begin Page
Let $N$ be the number of rolls it takes to reach a total of $T=24$ or greater using a die $X$ with non-negative integral values. Suppose $n \ge 0$ rolls have occurred and the value of $T$ has not yet been reached. Let $p_n$ be the probabilities of the totals, which therefore range from $0$ to $T-1,$ and set $p_n(T)$ to be the chance $T$ has already been reached. Because this is an exhaustive description of the possibilities, $p_n$ is a probability distribution. (This describes a stopped process.)
The next roll updates $p_n$ to $p_{n+1}$ by adding the random variable $X$ and capping its results at $T.$ This addition is performed by means of a convolution of the distribution of $X$ and $p,$ thereby requiring $O(T\log(T))$ effort, because all probabilities associated with totals of $T$ or greater may be ignored.
The expected number of rolls to attain $T$ will be somewhere around $T/E[X],$ as suggested in the question. Thus, this calculation will need to be repeated around that many times, resulting in $O(T^2\log(T)/E[X])$ effort, which is practicable for $T/E[x]$ up to many thousands.
end Page
* Work to be completed:
Proceed with the passage on die rolls, starting after its last sentence. The lines below stand apart from the passage on die rolls and are not part of it.
begin Supplied entries
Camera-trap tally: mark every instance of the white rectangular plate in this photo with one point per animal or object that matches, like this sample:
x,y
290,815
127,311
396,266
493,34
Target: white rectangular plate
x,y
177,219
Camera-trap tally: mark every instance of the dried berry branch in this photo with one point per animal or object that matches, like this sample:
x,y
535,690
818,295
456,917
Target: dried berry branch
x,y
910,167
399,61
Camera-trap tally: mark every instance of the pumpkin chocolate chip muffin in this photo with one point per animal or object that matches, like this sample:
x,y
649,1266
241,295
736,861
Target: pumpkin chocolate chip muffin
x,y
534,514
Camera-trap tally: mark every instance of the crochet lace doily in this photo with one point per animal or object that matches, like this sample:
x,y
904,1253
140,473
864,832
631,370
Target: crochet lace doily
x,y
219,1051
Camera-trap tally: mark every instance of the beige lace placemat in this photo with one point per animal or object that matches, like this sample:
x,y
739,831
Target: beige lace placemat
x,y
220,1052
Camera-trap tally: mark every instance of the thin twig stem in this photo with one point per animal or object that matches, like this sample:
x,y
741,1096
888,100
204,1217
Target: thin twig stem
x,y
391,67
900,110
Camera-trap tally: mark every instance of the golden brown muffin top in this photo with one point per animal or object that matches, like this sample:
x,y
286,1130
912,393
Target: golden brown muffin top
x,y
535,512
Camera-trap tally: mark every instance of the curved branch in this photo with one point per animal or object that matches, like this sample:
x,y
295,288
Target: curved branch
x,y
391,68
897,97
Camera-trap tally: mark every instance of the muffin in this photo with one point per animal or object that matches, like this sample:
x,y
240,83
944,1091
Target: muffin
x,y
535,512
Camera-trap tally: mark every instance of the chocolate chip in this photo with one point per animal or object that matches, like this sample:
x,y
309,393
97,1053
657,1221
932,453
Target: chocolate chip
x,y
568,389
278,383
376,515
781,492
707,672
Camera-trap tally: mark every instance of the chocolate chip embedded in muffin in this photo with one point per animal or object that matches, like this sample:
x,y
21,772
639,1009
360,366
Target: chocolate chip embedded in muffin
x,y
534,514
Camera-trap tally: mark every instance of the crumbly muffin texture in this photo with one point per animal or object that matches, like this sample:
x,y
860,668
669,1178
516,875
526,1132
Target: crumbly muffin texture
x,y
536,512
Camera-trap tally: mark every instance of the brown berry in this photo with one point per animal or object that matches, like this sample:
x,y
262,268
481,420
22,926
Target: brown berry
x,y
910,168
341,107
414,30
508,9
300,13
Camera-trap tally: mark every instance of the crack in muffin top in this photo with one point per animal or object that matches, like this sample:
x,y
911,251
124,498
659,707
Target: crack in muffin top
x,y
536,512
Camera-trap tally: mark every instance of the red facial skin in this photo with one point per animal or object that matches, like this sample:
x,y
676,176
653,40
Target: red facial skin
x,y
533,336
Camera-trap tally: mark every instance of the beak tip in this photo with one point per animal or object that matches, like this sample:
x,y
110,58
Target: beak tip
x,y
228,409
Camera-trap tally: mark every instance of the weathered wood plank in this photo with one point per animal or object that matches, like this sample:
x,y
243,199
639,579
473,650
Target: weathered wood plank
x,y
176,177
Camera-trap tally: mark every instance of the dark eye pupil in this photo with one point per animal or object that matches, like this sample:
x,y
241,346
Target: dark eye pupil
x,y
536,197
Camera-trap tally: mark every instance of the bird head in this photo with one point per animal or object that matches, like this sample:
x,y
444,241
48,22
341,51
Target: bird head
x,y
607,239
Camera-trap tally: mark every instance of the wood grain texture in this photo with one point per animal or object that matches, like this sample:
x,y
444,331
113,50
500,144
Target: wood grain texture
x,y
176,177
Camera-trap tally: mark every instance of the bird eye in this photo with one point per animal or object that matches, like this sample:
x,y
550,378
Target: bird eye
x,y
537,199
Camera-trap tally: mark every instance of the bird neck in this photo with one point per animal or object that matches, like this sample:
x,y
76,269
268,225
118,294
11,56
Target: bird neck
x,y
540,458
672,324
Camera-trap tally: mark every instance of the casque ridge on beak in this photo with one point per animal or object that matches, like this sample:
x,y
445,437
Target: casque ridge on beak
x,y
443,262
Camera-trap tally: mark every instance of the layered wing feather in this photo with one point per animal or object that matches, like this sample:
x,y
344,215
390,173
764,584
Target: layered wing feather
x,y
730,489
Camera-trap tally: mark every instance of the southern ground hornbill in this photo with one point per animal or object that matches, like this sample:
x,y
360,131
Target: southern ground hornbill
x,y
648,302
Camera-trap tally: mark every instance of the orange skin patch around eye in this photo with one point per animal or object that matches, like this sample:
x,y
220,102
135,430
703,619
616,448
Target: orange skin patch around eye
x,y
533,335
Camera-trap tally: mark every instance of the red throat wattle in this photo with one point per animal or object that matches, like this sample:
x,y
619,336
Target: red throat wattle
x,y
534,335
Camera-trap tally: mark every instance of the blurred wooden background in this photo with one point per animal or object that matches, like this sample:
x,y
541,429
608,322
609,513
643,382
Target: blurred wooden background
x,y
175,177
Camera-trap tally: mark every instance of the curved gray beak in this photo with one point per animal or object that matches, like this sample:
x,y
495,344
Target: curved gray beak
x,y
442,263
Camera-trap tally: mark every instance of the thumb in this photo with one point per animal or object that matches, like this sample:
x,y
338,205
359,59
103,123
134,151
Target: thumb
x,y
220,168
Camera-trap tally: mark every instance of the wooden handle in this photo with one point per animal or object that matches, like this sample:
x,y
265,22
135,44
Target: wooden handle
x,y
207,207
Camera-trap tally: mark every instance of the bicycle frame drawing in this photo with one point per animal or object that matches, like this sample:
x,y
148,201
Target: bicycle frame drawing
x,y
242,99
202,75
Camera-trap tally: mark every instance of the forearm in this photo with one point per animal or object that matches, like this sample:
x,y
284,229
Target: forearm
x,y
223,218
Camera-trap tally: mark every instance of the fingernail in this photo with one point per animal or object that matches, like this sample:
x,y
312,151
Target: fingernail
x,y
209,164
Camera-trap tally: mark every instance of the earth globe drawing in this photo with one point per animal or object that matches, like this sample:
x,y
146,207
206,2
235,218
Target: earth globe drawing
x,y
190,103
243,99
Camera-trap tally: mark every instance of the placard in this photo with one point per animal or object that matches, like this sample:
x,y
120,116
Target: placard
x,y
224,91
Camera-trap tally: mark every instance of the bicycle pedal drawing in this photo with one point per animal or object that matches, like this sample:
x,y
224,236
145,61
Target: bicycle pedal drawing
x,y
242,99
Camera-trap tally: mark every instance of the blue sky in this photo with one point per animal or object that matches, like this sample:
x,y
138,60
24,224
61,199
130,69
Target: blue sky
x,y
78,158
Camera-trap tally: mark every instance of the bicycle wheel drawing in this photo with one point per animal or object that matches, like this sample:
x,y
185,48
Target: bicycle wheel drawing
end Supplied entries
* Result of the exercise:
The sum $p_n(0)+p_n(1) + \cdots + p_n(T-1)$ is the chance that the total has not reached $T$ or greater after $n$ rolls. In other words, it is the survival function,
$$S(n) = \Pr(N\gt n) = \sum_{k=0}^{T-1} p_n(k).$$
This gives us full information about the distribution of $N.$ In particular, its expectation is
$$E[N] = \sum_{n=0}^\infty S(n).$$
Here, for instance, is the survival function for the example in the question:
As proof of concept, here is R code to carry out the calculation for the example in the question. Its arguments are a representation of the die (a vector of its possible values) and the target value. Its output gives values of the survival function at $n=0, 1, 2, \ldots$ up to a point where cutting off its infinite tail likely makes an error less than a specified small threshold value.
die <- c(0,0,0,1,2,6)
target <- 24
f <- function(die, target, n.max, threshold=1e-12) {
X <- c(1, rep(0, target-1))
d <- rev(tabulate(die+1) / length(die))
P <- list(1)
repeat {
X <- convolve(X, d, type="open")[1:length(X)]
P <- c(P, p <- sum(X))
if (p < threshold / target) break
}
unlist(P)
}
p <- f(die, target)
The expected number of rolls is the sum:
sum(p)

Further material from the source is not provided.